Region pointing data
□ □ □ □
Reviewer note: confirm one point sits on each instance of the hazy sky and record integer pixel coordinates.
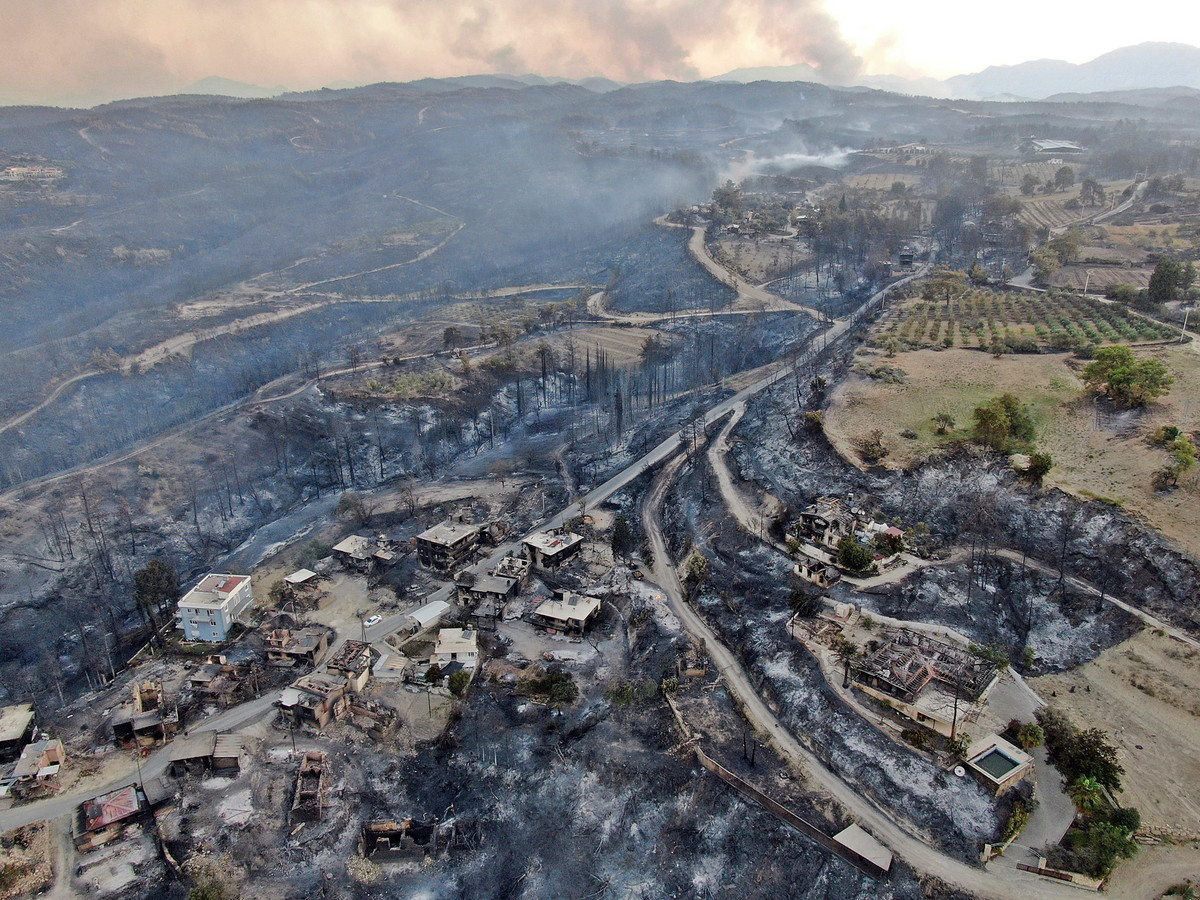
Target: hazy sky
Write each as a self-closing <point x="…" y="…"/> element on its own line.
<point x="87" y="51"/>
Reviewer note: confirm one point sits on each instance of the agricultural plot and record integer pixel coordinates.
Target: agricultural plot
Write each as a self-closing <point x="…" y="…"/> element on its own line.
<point x="883" y="180"/>
<point x="1023" y="323"/>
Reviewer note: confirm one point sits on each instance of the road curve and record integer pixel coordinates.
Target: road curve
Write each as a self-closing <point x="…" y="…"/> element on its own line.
<point x="1000" y="880"/>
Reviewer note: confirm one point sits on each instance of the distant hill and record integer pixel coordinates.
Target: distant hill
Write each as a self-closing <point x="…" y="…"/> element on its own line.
<point x="1146" y="65"/>
<point x="217" y="87"/>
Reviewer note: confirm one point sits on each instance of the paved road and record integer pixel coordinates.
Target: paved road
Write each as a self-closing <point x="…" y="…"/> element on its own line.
<point x="151" y="767"/>
<point x="1000" y="880"/>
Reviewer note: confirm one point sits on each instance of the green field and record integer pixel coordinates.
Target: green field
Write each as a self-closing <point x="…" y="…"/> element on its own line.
<point x="1024" y="323"/>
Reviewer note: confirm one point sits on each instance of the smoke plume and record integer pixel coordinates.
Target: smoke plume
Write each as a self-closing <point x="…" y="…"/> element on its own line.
<point x="84" y="52"/>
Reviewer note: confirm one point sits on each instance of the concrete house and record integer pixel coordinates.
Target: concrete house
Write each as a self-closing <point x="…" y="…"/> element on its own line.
<point x="16" y="730"/>
<point x="567" y="612"/>
<point x="448" y="546"/>
<point x="208" y="611"/>
<point x="353" y="663"/>
<point x="550" y="550"/>
<point x="934" y="683"/>
<point x="456" y="645"/>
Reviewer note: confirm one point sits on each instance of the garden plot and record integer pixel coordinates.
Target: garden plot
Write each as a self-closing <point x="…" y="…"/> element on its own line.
<point x="1026" y="323"/>
<point x="1144" y="694"/>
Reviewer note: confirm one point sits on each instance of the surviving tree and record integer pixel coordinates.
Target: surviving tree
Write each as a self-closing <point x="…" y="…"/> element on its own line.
<point x="1127" y="379"/>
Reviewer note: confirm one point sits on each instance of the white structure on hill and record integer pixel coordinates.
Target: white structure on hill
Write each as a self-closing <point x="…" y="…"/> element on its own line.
<point x="209" y="610"/>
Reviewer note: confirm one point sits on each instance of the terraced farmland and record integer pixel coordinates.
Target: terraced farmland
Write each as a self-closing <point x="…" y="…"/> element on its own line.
<point x="1023" y="323"/>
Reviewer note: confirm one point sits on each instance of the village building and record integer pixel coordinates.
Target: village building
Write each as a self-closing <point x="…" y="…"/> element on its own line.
<point x="388" y="841"/>
<point x="209" y="611"/>
<point x="311" y="790"/>
<point x="217" y="682"/>
<point x="313" y="700"/>
<point x="353" y="663"/>
<point x="816" y="573"/>
<point x="550" y="550"/>
<point x="40" y="761"/>
<point x="192" y="755"/>
<point x="426" y="616"/>
<point x="568" y="612"/>
<point x="448" y="546"/>
<point x="17" y="726"/>
<point x="933" y="683"/>
<point x="826" y="522"/>
<point x="361" y="553"/>
<point x="304" y="647"/>
<point x="997" y="763"/>
<point x="145" y="718"/>
<point x="106" y="817"/>
<point x="456" y="648"/>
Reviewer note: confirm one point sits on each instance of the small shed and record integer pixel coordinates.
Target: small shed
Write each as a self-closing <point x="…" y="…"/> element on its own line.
<point x="427" y="616"/>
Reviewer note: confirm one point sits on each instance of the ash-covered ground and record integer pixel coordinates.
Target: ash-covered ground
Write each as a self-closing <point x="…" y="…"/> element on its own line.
<point x="745" y="599"/>
<point x="593" y="798"/>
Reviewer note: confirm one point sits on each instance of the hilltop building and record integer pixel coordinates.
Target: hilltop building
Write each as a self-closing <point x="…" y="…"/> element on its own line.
<point x="550" y="550"/>
<point x="208" y="611"/>
<point x="448" y="546"/>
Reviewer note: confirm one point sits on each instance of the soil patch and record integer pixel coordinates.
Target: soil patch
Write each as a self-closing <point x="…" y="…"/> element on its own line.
<point x="1146" y="694"/>
<point x="1099" y="453"/>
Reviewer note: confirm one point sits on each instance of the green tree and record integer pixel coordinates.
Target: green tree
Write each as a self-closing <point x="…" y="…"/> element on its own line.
<point x="852" y="556"/>
<point x="846" y="652"/>
<point x="1167" y="281"/>
<point x="622" y="537"/>
<point x="1125" y="378"/>
<point x="1086" y="793"/>
<point x="1090" y="192"/>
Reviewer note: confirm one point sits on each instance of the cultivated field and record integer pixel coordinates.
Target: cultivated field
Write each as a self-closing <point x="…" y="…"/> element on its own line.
<point x="1146" y="694"/>
<point x="883" y="181"/>
<point x="1098" y="451"/>
<point x="979" y="317"/>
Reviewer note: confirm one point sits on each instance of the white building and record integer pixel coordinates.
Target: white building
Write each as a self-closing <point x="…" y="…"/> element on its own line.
<point x="456" y="645"/>
<point x="209" y="610"/>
□ □ □ □
• _Task to carry out_: Please transcribe the entries exactly, omitting the images.

• _Finished task_:
Reviewer note: confirm one point sits on each instance of the hazy sky and record integer pixel coordinates.
Target: hazy sky
Write each as a self-closing <point x="…" y="…"/> element on its own line.
<point x="87" y="51"/>
Reviewer note: confirm one point sits on each instance of the agricultural plot and record integer pixel coordinates.
Target: agricultural plot
Write each as a self-closing <point x="…" y="…"/> element on its own line.
<point x="883" y="180"/>
<point x="1023" y="323"/>
Reviewer note: confirm one point sits on each instance of the road curve and record integer pixel coordinates.
Target: road curve
Write each as a self-closing <point x="…" y="…"/> element on its own line.
<point x="1000" y="880"/>
Reviewer note: confirm one point sits on each instance of the distant hill and record integer pixel coordinates.
Target: distant hill
Write each as a self-closing <point x="…" y="…"/> element on its own line.
<point x="1146" y="65"/>
<point x="217" y="87"/>
Reviewer note: confirm one point sits on each instance of the paved road and record integer pixel coordinates.
Target: paved road
Write each as a self-closing <point x="…" y="…"/> element on its own line.
<point x="151" y="767"/>
<point x="1000" y="880"/>
Reviewer note: confirm one point sits on each instance of the green field and record integer pixel coordinates.
Target: green field
Write each as a self-closing <point x="…" y="…"/> element on its own line.
<point x="1024" y="323"/>
Reviewer note: confirm one point sits on each instance of the smoke plume and record integer pixel coordinates.
Target: smoke plume
Write each as a self-closing <point x="…" y="…"/> element on its own line.
<point x="84" y="52"/>
Reviewer note: confirm one point sits on each instance of the concrete house and record integer pixel coordinates.
Target: concrete house
Write each as a self-closing <point x="…" y="…"/> element on its own line.
<point x="16" y="730"/>
<point x="567" y="612"/>
<point x="448" y="546"/>
<point x="208" y="611"/>
<point x="353" y="663"/>
<point x="550" y="550"/>
<point x="934" y="683"/>
<point x="456" y="645"/>
Reviewer note: confirm one point sits on each instance of the garden plot and record integer pixel coordinates.
Target: garden plot
Write each as a self-closing <point x="…" y="…"/> element on its own line.
<point x="1026" y="323"/>
<point x="1144" y="694"/>
Reviewer note: confirm one point sits on each instance of the surviving tree and record integer pixel coordinates.
Target: surviving tree
Write each as a self-closing <point x="…" y="…"/> element on its own line.
<point x="1127" y="379"/>
Reviewer note: confirm one point sits on each instance of the white structure on hill and record integer pixel coordinates.
Target: white structure on hill
Write each as a self-closing <point x="…" y="…"/> element on its own line.
<point x="209" y="610"/>
Reviewer note: confirm one point sits on each instance of the terraced farmland and record integer pixel coordinates.
Target: terraced farmland
Write each as a self-closing <point x="…" y="…"/> element on its own line.
<point x="1023" y="323"/>
Reviewer note: confirm one point sits on each instance of the village building and record integer pixel coordinates.
Target: village building
Write each as a self-closing <point x="…" y="…"/> element on its own line.
<point x="388" y="841"/>
<point x="209" y="611"/>
<point x="311" y="790"/>
<point x="217" y="682"/>
<point x="313" y="700"/>
<point x="353" y="663"/>
<point x="816" y="573"/>
<point x="550" y="550"/>
<point x="40" y="761"/>
<point x="192" y="755"/>
<point x="426" y="616"/>
<point x="568" y="612"/>
<point x="448" y="546"/>
<point x="17" y="726"/>
<point x="933" y="683"/>
<point x="826" y="522"/>
<point x="361" y="553"/>
<point x="304" y="647"/>
<point x="997" y="763"/>
<point x="145" y="718"/>
<point x="106" y="817"/>
<point x="456" y="648"/>
Reviewer note: confirm one point sits on each instance of the small shed and record integer pixel coordinates.
Target: small shed
Write each as a self-closing <point x="…" y="…"/> element on its own line.
<point x="427" y="616"/>
Reviewer note: confirm one point sits on each instance of the ash-covered ground and record integer pixel coordinates.
Target: ash-covered ground
Write each as a self-closing <point x="…" y="…"/> element on its own line.
<point x="745" y="599"/>
<point x="593" y="798"/>
Reviewer note: confirm one point sits on each instance of the hilltop building and record integer pixel coordinates.
Target: hilltop building
Write each as a self-closing <point x="…" y="…"/> element on its own line.
<point x="550" y="550"/>
<point x="208" y="611"/>
<point x="448" y="546"/>
Reviewer note: confirm one point sits on each instance of the soil patch and record integer pixel coordinates.
Target: soil patch
Write each as a self-closing <point x="…" y="…"/> element on its own line.
<point x="1146" y="694"/>
<point x="1099" y="453"/>
Reviewer note: confirm one point sits on each instance of the green tree and record integer pixel coordinates.
Target: green tree
Write each as a self-closing <point x="…" y="…"/> element on its own line.
<point x="852" y="556"/>
<point x="846" y="652"/>
<point x="1167" y="281"/>
<point x="622" y="537"/>
<point x="1125" y="378"/>
<point x="1086" y="793"/>
<point x="1090" y="192"/>
Reviewer note: confirm one point sits on each instance of the cultivated field and record integer pixel coordinates.
Target: cultivated field
Write each as a self-closing <point x="…" y="…"/> element on its own line.
<point x="1146" y="694"/>
<point x="883" y="181"/>
<point x="1098" y="451"/>
<point x="979" y="317"/>
Reviewer note: confirm one point sits on each instance of the white building and record integer pixel coordinates.
Target: white building
Write each as a self-closing <point x="…" y="…"/> element on its own line.
<point x="456" y="645"/>
<point x="209" y="610"/>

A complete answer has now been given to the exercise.